WRITTEN EXERCISE
Switch each "marker" in the lines below to "pin" and leave everything else unchanged.
[start of MATERIAL FOR THE TASK]
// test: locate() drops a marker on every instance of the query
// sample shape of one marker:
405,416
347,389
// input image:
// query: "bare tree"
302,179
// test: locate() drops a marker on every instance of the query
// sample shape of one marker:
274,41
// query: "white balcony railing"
[end of MATERIAL FOR THE TASK]
EXERCISE RESPONSE
// test: locate() drops a pin on every instance of the query
// sample shape of one pin:
405,416
347,389
// input image:
// query: "bare tree"
302,179
// test: locate() drops a pin on every instance of the query
// sample shape of one pin:
274,41
// query: "white balcony railing"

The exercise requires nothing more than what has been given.